** begin **

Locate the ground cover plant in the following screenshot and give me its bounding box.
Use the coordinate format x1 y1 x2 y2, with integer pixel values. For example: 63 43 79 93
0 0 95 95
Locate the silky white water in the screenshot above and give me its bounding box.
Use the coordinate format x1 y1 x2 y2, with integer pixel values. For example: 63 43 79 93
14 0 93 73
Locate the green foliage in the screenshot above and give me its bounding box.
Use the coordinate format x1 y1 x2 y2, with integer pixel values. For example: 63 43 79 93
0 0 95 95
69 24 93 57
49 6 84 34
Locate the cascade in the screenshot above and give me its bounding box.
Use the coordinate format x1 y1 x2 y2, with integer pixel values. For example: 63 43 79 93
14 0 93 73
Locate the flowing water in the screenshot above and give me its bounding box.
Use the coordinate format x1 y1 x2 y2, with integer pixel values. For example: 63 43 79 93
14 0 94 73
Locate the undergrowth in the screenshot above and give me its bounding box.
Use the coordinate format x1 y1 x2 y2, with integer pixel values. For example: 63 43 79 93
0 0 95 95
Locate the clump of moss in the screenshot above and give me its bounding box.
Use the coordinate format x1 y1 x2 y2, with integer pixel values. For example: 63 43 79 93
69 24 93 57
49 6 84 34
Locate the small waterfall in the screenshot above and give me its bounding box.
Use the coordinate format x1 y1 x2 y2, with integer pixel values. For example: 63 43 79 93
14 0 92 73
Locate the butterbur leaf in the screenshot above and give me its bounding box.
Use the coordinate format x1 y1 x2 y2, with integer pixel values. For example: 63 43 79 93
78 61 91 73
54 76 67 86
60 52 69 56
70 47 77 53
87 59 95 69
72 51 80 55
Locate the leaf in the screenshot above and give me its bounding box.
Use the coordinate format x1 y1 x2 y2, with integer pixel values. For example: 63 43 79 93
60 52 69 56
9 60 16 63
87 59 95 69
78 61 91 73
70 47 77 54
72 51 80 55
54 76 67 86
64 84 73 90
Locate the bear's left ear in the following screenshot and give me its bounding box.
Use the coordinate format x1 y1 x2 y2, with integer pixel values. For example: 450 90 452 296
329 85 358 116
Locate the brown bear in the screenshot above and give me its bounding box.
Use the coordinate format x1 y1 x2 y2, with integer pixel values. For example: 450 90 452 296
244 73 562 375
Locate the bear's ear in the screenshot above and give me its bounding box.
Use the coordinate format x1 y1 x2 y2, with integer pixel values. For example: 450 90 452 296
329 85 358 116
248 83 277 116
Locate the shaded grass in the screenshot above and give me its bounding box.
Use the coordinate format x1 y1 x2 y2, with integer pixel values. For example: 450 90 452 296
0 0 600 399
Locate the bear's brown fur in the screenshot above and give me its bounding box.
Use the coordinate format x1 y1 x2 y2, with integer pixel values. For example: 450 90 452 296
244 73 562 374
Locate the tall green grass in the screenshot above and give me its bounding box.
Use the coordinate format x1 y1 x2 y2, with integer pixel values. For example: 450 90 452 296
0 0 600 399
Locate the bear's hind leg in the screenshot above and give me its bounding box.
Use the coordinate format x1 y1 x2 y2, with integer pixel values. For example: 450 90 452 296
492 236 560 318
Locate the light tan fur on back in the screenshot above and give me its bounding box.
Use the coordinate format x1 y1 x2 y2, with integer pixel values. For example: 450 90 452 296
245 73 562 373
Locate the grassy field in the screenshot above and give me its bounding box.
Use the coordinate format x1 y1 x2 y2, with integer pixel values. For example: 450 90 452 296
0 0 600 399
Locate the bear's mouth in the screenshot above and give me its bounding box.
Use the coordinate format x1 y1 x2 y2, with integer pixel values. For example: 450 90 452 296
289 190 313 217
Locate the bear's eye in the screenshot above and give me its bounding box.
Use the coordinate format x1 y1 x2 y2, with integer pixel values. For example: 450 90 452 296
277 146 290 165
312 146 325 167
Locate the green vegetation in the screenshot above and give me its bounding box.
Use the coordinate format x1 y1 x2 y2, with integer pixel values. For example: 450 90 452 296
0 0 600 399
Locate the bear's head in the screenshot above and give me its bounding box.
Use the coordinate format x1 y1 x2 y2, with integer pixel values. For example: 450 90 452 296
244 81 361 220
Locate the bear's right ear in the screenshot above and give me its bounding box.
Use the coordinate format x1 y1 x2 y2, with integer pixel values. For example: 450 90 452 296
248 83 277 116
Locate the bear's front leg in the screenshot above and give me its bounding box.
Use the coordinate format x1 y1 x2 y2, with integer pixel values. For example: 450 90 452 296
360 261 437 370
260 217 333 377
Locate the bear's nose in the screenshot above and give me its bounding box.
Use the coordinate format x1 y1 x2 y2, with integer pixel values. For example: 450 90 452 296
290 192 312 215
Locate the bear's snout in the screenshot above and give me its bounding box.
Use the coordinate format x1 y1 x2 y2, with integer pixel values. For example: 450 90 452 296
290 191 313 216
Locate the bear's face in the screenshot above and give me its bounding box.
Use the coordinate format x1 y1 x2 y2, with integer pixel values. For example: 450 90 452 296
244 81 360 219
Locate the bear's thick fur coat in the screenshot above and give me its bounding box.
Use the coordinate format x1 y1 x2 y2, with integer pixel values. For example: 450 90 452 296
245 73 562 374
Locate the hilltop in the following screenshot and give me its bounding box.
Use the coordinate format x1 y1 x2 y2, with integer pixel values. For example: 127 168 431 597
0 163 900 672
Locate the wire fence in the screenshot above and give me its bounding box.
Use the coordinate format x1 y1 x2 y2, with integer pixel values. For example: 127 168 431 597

** end **

# Given request
Revise the lines starting at the one containing "Locate the grassy" and ending at the one containing "289 190 313 217", changing "bear's mouth" to "bear's snout" and leaving everything else as it is. Give back only those lines.

# Expected output
Locate the grassy field in the screenshot above and give me its bounding box.
Use the coordinate format x1 y1 x2 y2, with integer pixel values. For example: 450 90 452 296
0 0 600 399
Locate the bear's snout in the screenshot above and give me its bounding box.
Use the coordinate format x1 y1 x2 y2, with integer pixel values. For example: 450 90 452 296
289 190 313 217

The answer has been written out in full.